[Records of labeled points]
---

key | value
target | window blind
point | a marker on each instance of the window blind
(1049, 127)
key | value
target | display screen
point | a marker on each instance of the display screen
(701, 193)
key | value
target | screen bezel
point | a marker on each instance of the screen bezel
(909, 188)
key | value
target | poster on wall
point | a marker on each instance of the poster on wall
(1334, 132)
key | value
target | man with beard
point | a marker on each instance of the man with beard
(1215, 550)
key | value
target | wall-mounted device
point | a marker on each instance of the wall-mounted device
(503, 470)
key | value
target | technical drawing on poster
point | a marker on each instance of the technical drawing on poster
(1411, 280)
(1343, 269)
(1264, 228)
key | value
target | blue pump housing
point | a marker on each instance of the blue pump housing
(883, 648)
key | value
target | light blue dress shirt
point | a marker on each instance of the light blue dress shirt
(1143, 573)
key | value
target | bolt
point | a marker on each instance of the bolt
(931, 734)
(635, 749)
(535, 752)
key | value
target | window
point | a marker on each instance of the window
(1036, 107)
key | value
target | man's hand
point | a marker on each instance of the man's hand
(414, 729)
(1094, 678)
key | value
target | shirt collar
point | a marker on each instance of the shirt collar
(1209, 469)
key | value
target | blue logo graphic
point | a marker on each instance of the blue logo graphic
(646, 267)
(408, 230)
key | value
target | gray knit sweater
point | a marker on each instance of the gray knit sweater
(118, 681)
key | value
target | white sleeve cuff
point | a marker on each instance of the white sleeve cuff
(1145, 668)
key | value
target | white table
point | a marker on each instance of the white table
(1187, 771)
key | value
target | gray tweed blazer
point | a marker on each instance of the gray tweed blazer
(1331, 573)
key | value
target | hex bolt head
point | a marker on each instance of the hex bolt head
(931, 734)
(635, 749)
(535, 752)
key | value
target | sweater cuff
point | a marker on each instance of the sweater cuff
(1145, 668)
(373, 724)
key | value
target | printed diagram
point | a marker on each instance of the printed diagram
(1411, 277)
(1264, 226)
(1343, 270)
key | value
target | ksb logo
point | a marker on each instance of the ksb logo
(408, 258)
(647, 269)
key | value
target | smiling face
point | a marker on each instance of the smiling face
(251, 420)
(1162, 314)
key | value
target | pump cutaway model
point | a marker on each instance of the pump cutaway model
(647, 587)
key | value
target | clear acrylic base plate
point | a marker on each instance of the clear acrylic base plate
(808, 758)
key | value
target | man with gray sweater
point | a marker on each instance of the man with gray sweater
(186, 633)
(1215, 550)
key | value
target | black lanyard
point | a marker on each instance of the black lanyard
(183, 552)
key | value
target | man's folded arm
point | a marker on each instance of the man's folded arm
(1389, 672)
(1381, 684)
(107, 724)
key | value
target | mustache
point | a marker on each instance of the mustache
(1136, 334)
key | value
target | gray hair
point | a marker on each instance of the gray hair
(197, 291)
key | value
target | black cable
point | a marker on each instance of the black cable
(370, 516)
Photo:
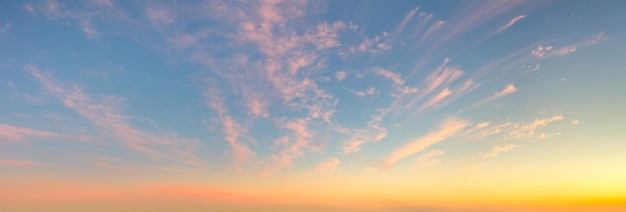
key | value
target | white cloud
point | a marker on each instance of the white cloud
(509, 89)
(19, 133)
(511, 22)
(428, 159)
(341, 75)
(231, 129)
(398, 82)
(372, 133)
(105, 113)
(447, 128)
(370, 91)
(496, 150)
(544, 51)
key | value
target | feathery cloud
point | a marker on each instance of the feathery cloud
(19, 133)
(231, 129)
(544, 51)
(398, 82)
(499, 149)
(447, 128)
(17, 163)
(509, 89)
(429, 159)
(511, 22)
(105, 113)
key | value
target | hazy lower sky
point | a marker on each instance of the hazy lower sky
(312, 105)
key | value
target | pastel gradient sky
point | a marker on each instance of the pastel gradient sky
(312, 105)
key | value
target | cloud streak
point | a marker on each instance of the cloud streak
(105, 113)
(20, 133)
(447, 128)
(509, 89)
(511, 22)
(496, 150)
(17, 163)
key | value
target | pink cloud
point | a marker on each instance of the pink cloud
(19, 133)
(231, 129)
(447, 128)
(105, 113)
(17, 163)
(499, 149)
(544, 51)
(509, 89)
(511, 22)
(429, 159)
(435, 99)
(370, 134)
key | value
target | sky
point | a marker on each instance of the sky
(109, 105)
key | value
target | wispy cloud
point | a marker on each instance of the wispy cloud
(160, 16)
(398, 82)
(370, 91)
(509, 89)
(105, 113)
(17, 163)
(544, 51)
(435, 99)
(498, 149)
(373, 132)
(19, 133)
(294, 145)
(231, 129)
(511, 22)
(447, 128)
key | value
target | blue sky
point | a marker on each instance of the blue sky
(301, 89)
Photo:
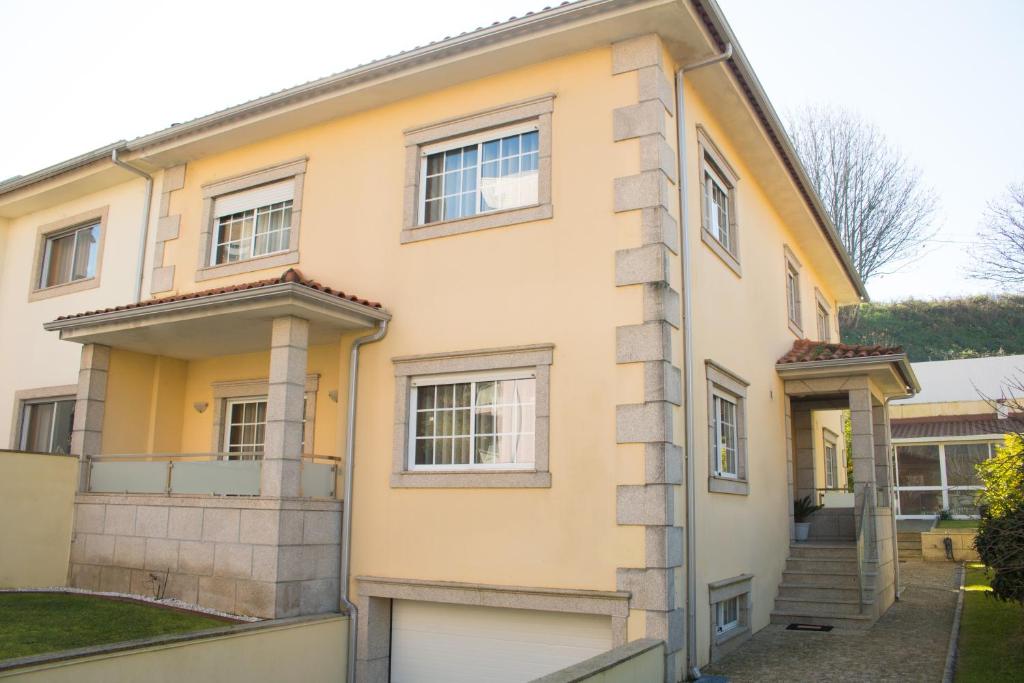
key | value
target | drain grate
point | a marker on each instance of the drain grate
(808, 627)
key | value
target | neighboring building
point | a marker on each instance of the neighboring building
(953, 424)
(558, 328)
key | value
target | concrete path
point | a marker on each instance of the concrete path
(908, 643)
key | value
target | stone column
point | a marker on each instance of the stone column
(803, 435)
(87, 430)
(861, 424)
(283, 442)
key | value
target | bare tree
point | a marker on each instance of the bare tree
(875, 197)
(998, 256)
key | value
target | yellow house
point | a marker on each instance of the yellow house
(502, 342)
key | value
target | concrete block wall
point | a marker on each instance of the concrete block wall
(933, 548)
(252, 556)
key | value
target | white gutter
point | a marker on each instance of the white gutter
(143, 230)
(692, 671)
(346, 507)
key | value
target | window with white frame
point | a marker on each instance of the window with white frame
(480, 174)
(822, 321)
(832, 461)
(245, 425)
(726, 430)
(473, 421)
(46, 425)
(726, 435)
(252, 223)
(717, 207)
(793, 292)
(70, 255)
(933, 477)
(727, 614)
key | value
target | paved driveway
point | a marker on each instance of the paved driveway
(908, 643)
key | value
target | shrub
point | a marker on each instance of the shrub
(1000, 535)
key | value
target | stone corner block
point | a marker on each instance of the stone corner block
(643, 190)
(647, 341)
(642, 119)
(644, 505)
(634, 53)
(642, 264)
(643, 423)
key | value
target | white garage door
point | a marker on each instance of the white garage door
(432, 641)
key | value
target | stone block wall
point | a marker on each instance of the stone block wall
(258, 557)
(933, 548)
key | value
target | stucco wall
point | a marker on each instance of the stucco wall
(302, 650)
(37, 495)
(34, 358)
(729, 313)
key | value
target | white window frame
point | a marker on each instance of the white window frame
(478, 140)
(718, 396)
(228, 404)
(462, 378)
(943, 485)
(23, 435)
(721, 626)
(215, 243)
(717, 230)
(829, 440)
(58, 235)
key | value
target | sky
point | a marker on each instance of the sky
(941, 78)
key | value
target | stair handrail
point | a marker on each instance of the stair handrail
(863, 529)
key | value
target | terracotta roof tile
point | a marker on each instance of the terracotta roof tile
(290, 275)
(955, 425)
(807, 350)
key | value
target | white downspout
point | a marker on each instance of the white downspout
(346, 506)
(143, 230)
(692, 671)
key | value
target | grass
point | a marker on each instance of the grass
(957, 523)
(991, 641)
(37, 623)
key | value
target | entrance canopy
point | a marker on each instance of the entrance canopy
(223, 321)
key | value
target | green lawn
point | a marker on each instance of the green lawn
(991, 641)
(37, 623)
(957, 523)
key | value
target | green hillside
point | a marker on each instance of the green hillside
(941, 329)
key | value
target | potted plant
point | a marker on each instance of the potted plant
(802, 511)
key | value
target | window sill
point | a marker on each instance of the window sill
(731, 635)
(724, 254)
(258, 263)
(66, 288)
(479, 222)
(718, 484)
(470, 479)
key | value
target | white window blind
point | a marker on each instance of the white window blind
(255, 198)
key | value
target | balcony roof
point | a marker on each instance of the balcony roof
(223, 321)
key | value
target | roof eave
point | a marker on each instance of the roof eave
(257, 293)
(863, 364)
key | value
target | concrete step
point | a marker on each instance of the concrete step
(802, 616)
(823, 551)
(828, 565)
(788, 591)
(825, 579)
(818, 607)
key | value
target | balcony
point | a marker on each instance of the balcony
(205, 474)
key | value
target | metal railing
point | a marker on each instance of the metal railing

---

■ **What is being asked**
How many lines of the records contain the string "gray"? Give only the number.

■ **Result**
8